I decided to pass on viewing Magic Mike in theaters and finally decided to watch it when it came to television. Personally, I thought the film was the just an okay. It wasn’t because of the movie’s overall male stripper premise; it was because Magic Mike was just an uninteresting melodrama feature. Looking beyond the film’s male entertainers centerpieces, the story was bland, certain scenes dragged, weird cinematography editing, and several unwelcoming characters. Like I said with my review for The Age of Adaline and Fifty Shades of Grey, I’m trying to broaden my horizons as a movie blogger review, thus I decided to purchase a ticket and gave Magic Mike XXL a chance. After watching it, I found that this sequel pays attention to what its fans truly want, but still lacks substance and fails to deliver a well-rounded narration to its fleshy presentation.

Steven Soderbergh, who directed the first Magic Mike, passes the directorial baton to longtime collaborator Gregory Jacobs. Jacobs, who’s been mostly a first assistant director, takes the premise of original film and dissects it, choosing to add and remove certain aspects meant to please hardcore fans; similar to what Elizabeth Banks did with Pitch Perfect 2. Such notable changes like character from the first film, including Mathew McConaughey’s Dallas, Cody Horn’s Brooke, and Alex Pettyfer’s Adam are written out of the sequel, with excuses made for their characters bowing out. With the only possible exception of McConaughey, this decision seemed best for XXL, trimming the fat from unwelcomed previous characters that many didn’t really care for. Soderbergh does remain on the project, handling the film’s cinematography with notion that the film will look and feel similar to its predecessor. Additionally, some of the dance choreography is actually pretty good, especially during the movie’s finale with a mimicking mirror dance between Channing Tatum and Stephen ‘tWitch’ Boss. And yes, for anyone asking, the movie still retains that provocative playfulness in all of its male stripper frivolities (If you’re a diehard fan of this….get your dollar bills ready).

* [Request A] Reproduce the records from the line containing "Target: white eye ring" through the end of the records, both ends included and every request kept. Multiply each point coordinate in the answers by 1.25 and round to a whole number, rounding halves up.

Dataset excerpt
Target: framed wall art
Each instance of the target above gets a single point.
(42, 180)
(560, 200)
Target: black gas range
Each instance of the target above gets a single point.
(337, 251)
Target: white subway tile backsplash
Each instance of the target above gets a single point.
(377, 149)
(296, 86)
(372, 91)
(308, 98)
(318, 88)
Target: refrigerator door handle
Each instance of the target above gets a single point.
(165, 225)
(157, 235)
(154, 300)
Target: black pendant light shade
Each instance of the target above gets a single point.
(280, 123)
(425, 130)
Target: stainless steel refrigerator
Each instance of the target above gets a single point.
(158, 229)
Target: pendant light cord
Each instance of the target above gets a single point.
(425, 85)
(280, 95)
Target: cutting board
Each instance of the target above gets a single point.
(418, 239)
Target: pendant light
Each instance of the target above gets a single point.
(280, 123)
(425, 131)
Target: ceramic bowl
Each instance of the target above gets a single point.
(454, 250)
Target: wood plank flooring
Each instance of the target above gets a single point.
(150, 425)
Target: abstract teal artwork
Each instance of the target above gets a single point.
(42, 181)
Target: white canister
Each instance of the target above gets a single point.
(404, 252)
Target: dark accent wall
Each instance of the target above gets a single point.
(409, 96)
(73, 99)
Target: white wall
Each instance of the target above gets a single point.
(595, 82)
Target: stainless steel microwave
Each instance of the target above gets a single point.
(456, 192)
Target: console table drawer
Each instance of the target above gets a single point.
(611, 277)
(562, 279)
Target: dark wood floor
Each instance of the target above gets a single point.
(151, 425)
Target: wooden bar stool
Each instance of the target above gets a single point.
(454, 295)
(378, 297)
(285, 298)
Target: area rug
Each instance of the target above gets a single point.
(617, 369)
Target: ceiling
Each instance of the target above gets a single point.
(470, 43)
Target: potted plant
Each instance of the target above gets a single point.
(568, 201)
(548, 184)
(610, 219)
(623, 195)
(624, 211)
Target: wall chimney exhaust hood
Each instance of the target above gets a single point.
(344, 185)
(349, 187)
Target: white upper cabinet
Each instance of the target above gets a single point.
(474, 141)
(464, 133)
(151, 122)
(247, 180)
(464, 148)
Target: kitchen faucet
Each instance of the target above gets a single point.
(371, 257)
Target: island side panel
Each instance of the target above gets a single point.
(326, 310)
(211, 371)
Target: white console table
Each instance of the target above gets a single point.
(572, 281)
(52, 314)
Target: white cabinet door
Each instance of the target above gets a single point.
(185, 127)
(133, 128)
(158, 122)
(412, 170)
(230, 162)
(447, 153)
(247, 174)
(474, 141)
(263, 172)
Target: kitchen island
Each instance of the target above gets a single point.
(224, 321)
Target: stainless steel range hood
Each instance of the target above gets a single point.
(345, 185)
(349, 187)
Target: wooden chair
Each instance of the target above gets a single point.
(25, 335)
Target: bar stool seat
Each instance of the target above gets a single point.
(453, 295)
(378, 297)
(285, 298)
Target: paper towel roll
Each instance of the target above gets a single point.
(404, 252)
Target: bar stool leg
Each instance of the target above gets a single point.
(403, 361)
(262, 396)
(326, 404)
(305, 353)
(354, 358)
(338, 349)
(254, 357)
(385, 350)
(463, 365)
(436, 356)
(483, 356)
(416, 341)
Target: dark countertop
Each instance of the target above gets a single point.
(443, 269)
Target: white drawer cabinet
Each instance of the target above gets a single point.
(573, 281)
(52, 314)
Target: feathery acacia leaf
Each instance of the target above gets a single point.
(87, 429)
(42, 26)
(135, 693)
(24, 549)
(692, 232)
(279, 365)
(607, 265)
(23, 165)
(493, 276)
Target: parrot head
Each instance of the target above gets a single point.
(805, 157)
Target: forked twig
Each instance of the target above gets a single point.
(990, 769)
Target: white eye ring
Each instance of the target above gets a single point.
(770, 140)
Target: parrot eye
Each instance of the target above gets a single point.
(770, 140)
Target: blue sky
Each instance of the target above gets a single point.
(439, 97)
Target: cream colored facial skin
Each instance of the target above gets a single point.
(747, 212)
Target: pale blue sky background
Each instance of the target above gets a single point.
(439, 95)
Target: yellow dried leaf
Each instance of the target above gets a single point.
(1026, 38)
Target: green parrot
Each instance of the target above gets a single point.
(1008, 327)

* [Request B] According to the review, who took over as director of Magic Mike XXL from Steven Soderbergh?

* [Result A]
Target: white eye ring
Each instance of the target above gets a single point.
(963, 175)
Target: parrot eye
Each instance of the target above gets a single point.
(963, 175)
Target: blue sky
Each instance of the target above gets a single point.
(549, 121)
Target: cream colored facial skin
Each instance of the target above gets a single point.
(934, 265)
Target: pale blue sky background
Each instance of the target above gets a single point.
(549, 119)
Target: yellow dried leaf
Each instance of the target above gets a single point.
(1283, 48)
Target: green parrot
Each instance of the target above gets a single point.
(1260, 409)

* [Result B] Gregory Jacobs